#### Stated problem:
Return each line from the listing below that contains the word "roof".

#### Entries on locating named things:
===============

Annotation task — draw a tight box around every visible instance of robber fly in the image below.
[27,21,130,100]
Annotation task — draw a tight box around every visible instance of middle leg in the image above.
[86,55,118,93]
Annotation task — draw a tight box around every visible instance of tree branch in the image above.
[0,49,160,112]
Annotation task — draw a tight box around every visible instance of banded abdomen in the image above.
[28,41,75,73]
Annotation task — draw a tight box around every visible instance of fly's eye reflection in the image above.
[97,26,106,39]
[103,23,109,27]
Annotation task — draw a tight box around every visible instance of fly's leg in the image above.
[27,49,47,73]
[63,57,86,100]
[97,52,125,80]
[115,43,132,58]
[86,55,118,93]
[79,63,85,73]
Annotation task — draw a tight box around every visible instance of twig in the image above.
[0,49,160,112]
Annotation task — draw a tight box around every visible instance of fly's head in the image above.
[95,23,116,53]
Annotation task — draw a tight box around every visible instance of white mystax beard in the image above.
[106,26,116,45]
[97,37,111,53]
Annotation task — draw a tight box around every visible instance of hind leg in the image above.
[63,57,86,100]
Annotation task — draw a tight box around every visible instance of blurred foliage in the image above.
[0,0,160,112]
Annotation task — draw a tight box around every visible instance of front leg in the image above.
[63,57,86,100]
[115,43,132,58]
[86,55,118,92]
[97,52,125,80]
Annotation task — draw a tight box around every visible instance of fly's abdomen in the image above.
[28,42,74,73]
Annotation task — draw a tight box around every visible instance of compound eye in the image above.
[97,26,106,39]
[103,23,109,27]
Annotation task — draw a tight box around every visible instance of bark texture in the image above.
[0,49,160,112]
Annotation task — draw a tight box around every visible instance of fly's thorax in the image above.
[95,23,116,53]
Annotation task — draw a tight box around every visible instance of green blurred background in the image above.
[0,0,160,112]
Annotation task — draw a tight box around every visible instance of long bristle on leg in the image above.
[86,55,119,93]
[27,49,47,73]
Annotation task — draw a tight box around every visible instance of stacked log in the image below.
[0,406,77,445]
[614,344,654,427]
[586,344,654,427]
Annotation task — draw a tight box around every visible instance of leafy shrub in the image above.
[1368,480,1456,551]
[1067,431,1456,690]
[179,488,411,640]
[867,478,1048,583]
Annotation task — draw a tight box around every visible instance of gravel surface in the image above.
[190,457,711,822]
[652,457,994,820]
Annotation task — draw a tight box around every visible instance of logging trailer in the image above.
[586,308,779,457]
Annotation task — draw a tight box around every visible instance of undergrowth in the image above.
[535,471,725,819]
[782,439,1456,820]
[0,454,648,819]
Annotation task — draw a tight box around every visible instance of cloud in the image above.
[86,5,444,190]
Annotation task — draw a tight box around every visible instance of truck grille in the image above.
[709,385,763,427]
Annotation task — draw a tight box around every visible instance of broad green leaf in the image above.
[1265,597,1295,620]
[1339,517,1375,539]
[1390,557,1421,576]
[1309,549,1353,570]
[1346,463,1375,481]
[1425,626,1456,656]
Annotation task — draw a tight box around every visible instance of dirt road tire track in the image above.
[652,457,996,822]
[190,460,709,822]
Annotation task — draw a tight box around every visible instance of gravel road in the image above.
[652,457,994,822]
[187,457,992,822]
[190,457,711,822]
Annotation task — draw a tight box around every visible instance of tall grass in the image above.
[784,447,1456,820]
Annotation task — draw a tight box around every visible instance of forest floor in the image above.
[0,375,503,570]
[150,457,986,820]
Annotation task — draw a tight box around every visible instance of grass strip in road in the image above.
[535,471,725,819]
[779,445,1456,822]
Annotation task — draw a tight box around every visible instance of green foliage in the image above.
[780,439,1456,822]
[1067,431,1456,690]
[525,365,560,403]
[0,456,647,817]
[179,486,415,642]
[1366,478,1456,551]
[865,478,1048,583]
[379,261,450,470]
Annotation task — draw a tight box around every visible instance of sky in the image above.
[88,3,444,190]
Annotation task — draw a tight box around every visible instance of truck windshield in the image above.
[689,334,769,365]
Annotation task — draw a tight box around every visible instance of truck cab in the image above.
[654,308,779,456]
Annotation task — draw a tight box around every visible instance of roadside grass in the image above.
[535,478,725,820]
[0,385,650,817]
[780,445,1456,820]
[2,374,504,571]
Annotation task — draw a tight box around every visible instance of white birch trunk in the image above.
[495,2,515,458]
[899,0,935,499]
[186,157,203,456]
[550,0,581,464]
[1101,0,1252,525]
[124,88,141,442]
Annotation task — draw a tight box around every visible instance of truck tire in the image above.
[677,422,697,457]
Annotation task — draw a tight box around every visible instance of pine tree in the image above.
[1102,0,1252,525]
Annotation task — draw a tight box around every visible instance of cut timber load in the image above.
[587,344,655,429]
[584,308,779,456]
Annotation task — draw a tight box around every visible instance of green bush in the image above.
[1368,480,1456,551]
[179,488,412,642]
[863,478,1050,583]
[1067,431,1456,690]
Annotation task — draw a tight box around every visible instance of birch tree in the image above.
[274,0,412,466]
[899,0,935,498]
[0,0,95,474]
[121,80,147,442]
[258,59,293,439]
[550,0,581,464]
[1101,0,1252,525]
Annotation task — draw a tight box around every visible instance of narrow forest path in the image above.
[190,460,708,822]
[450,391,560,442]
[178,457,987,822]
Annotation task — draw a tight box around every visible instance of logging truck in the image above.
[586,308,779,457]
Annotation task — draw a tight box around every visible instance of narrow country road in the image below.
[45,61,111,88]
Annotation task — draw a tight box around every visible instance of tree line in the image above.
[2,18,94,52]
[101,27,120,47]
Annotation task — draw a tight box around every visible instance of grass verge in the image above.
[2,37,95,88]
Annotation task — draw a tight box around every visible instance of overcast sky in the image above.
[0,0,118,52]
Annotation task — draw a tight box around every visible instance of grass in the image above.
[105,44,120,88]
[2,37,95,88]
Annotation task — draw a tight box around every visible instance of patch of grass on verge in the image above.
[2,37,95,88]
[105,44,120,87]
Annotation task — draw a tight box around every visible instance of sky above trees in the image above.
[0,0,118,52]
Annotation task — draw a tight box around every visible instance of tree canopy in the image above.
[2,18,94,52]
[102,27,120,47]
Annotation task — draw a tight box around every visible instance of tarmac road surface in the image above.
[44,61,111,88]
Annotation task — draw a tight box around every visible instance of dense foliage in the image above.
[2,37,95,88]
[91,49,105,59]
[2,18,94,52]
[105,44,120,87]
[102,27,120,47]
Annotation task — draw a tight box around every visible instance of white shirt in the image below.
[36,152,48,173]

===============

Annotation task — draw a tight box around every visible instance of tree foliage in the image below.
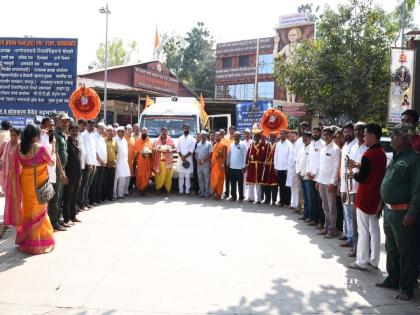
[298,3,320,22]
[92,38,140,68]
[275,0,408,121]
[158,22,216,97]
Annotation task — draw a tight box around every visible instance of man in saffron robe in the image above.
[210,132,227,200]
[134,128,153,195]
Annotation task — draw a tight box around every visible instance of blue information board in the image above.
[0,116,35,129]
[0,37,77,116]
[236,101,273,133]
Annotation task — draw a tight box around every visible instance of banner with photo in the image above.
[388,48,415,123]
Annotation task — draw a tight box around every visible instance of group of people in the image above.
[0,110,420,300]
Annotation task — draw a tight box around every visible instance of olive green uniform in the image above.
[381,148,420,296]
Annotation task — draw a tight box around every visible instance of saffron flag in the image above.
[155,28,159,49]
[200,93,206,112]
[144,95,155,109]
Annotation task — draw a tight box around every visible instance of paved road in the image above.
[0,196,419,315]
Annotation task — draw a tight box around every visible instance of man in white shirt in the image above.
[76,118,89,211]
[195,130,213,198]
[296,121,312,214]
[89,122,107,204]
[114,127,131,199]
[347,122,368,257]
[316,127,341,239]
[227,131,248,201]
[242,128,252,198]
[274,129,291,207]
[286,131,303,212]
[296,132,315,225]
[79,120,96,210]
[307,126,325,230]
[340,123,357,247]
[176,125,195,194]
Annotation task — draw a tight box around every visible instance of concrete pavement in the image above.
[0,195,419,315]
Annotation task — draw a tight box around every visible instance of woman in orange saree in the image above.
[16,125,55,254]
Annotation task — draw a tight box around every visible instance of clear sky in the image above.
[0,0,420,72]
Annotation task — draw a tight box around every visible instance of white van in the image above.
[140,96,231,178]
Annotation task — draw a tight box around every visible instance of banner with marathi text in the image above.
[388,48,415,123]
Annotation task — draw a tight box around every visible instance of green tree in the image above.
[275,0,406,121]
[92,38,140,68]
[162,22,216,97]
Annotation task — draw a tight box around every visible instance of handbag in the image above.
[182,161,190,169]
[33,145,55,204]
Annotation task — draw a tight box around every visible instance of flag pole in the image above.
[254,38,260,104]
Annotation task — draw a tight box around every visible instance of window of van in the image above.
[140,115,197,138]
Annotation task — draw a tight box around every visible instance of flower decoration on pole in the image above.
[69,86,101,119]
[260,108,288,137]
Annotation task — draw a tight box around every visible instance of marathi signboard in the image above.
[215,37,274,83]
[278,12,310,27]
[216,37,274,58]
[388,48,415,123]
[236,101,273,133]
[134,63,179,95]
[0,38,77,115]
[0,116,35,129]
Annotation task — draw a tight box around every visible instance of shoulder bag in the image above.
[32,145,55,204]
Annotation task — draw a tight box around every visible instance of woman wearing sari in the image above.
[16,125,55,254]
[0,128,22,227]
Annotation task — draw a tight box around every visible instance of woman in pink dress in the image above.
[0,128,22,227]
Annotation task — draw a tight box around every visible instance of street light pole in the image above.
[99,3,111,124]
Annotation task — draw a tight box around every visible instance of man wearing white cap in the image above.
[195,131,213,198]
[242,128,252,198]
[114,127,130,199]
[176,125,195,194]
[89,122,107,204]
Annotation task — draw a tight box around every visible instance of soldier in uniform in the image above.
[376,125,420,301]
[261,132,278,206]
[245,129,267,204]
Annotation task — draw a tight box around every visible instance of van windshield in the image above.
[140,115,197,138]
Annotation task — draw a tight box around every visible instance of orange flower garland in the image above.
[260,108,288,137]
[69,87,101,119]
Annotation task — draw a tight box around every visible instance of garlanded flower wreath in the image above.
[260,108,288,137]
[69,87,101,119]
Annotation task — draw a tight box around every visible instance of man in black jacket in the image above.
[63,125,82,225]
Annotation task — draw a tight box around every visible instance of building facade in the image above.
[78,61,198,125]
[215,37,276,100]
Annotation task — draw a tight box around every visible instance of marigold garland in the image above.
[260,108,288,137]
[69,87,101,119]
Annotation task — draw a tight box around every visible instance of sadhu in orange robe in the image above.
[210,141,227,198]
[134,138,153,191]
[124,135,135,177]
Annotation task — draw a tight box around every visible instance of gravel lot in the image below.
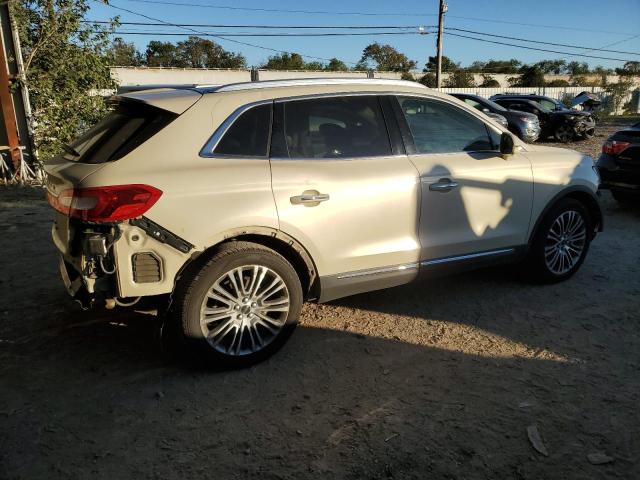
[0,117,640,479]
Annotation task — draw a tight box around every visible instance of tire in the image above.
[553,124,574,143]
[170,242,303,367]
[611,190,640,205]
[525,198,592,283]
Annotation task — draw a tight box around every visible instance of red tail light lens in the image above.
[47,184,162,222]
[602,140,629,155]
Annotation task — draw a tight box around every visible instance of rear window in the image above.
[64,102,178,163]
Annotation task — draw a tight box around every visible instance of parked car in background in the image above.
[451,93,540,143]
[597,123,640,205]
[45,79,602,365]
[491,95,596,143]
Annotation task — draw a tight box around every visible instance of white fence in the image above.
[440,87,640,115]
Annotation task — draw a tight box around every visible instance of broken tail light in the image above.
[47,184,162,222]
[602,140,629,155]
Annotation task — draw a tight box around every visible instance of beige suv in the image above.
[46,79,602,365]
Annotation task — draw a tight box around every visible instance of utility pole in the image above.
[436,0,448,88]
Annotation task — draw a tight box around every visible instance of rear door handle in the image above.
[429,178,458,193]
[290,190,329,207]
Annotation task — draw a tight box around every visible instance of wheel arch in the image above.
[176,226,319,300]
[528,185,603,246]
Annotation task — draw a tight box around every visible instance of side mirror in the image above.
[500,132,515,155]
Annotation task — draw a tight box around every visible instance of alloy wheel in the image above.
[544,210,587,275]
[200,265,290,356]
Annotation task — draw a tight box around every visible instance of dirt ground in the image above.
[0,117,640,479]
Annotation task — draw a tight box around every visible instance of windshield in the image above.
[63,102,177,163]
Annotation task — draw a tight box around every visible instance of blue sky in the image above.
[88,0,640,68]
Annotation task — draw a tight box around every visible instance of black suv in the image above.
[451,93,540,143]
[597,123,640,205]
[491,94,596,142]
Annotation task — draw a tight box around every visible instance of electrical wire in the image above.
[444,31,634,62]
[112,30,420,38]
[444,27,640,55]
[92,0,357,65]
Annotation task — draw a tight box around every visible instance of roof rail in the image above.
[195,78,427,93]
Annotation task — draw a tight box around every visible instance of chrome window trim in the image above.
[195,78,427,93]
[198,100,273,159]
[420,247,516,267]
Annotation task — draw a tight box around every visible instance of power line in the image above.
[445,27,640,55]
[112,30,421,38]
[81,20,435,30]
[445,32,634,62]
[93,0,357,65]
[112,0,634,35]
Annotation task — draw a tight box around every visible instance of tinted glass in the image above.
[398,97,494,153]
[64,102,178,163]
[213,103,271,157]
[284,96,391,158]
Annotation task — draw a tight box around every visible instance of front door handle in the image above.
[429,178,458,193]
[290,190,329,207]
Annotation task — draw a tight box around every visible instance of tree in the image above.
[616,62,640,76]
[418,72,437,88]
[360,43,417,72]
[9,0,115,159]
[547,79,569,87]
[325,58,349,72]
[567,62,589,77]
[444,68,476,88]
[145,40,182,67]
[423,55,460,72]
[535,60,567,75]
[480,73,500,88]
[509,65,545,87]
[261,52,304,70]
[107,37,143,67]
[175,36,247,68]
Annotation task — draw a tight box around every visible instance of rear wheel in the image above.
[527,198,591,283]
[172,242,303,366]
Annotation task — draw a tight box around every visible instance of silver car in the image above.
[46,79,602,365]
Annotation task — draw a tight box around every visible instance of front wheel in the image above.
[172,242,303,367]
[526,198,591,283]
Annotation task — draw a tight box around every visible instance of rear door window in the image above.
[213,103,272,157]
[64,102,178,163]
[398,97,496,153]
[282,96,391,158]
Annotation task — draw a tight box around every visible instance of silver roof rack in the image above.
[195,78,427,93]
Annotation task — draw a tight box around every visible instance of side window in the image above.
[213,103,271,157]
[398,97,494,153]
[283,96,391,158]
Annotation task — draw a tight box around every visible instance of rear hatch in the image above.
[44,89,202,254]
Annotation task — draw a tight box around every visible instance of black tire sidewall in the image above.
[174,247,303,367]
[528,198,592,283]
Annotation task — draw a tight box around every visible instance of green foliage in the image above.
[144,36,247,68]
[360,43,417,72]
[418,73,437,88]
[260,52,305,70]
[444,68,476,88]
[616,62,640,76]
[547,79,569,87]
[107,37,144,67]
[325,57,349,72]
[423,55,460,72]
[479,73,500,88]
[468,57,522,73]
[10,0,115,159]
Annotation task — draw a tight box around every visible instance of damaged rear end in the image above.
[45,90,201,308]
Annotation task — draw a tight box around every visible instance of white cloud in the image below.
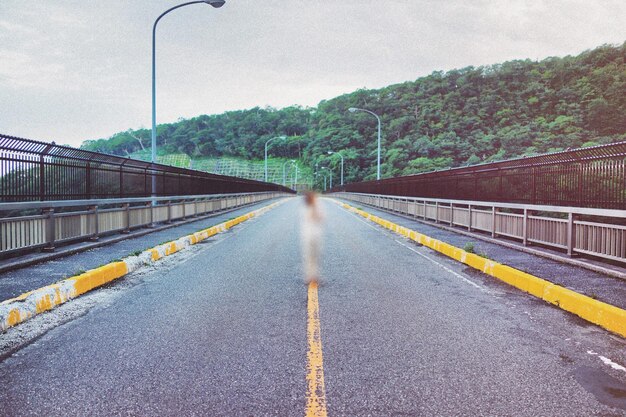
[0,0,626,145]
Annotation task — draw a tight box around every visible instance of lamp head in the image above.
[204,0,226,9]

===============

#### Exercise output:
Annotation task — draw a tight box around every visible instance of roof rail in the image above.
Annotation task — draw a tight box around every visible instance of silver roof rack in the image above.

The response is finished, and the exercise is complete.